INSTRUCTIONS TO FOLLOW: Copy every one of the following items word for word, line by line, with no changes.

[Start]

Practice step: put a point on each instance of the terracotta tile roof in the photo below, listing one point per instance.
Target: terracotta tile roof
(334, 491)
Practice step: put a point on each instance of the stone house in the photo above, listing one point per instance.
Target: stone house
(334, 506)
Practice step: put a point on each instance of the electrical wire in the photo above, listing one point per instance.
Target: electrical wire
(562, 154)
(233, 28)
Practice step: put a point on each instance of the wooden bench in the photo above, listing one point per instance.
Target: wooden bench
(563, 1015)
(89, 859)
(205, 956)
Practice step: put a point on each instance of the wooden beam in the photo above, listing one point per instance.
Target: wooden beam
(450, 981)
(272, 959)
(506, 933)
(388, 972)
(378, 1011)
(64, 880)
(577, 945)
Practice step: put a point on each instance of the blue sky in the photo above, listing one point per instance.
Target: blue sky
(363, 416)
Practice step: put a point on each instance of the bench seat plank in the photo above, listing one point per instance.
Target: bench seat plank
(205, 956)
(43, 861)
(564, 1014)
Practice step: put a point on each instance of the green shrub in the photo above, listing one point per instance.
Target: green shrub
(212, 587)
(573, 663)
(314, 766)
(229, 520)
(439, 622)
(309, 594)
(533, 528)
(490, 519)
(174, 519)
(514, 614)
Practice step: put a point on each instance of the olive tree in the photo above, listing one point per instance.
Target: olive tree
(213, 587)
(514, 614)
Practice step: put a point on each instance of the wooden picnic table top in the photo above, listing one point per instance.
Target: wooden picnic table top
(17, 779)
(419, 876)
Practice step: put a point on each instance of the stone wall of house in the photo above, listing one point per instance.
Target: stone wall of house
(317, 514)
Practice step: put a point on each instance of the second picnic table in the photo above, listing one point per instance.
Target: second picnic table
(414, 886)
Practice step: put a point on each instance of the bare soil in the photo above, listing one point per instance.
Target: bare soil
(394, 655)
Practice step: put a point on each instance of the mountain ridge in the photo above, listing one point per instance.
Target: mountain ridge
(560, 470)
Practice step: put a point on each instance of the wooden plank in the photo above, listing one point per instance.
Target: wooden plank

[End]

ANSWER BELOW:
Practice step: put a point on each instance of the terracotta tile roof in the photo below, listing one point per instance.
Target: terracotta tile roof
(334, 491)
Practice step: put a point on each instance of the stone house in the photo above, listing one point per instance.
Target: stone house
(334, 506)
Practice step: put a point on each instance of the electrical wire in the photo above, listing one point per instance.
Target: electrical wire
(562, 154)
(233, 28)
Practice step: put a point on each instance of the wooden bench in the photo above, listing one point per instance.
Target: wooden bench
(563, 1015)
(89, 859)
(205, 956)
Practice step: put a point on each instance of the wooden beam in the photo above, listing one point per instance.
Target: wooden beam
(450, 981)
(272, 959)
(506, 933)
(388, 972)
(378, 1011)
(64, 880)
(577, 945)
Practice step: put a point on each instance of the blue sky in the photo above, listing one point per instance.
Target: blue sky
(363, 416)
Practice step: put a point on each instance of the bench seat plank in the photo above, listing one point per instance.
Target: bench seat plank
(205, 956)
(43, 861)
(564, 1014)
Practice step: put a point on each instance of the green shrub in the photo above, listing one point per instance.
Target: green shrub
(212, 587)
(573, 663)
(314, 766)
(229, 520)
(439, 622)
(309, 594)
(533, 528)
(490, 519)
(174, 519)
(514, 614)
Practice step: put a point on each instance of the olive tree in the photo above, listing one point per instance.
Target: olive tree
(213, 587)
(514, 614)
Practice step: put a point on each instance of the wooden picnic table top in the photo above, listing one point per instance.
Target: wooden picnic table top
(17, 779)
(419, 876)
Practice step: put a point on each instance of the stone wall of house in the photo above, listing one point per instance.
Target: stone wall of house
(317, 514)
Practice step: put a point on each instance of the second picnic table in the photo above, listing one point per instance.
Target: second picnic table
(414, 886)
Practice step: put a point on each instance of the bare soil in the photo above, listing one point per instance.
Target: bare soil
(394, 655)
Practice step: put a point on each instance of the mountain ridge in the photo above, listing one point per instance.
Target: mountain ridge
(560, 470)
Practice step: put a point on each instance of the wooden plank in the photo above, listing one point per instance.
Target: wooden plank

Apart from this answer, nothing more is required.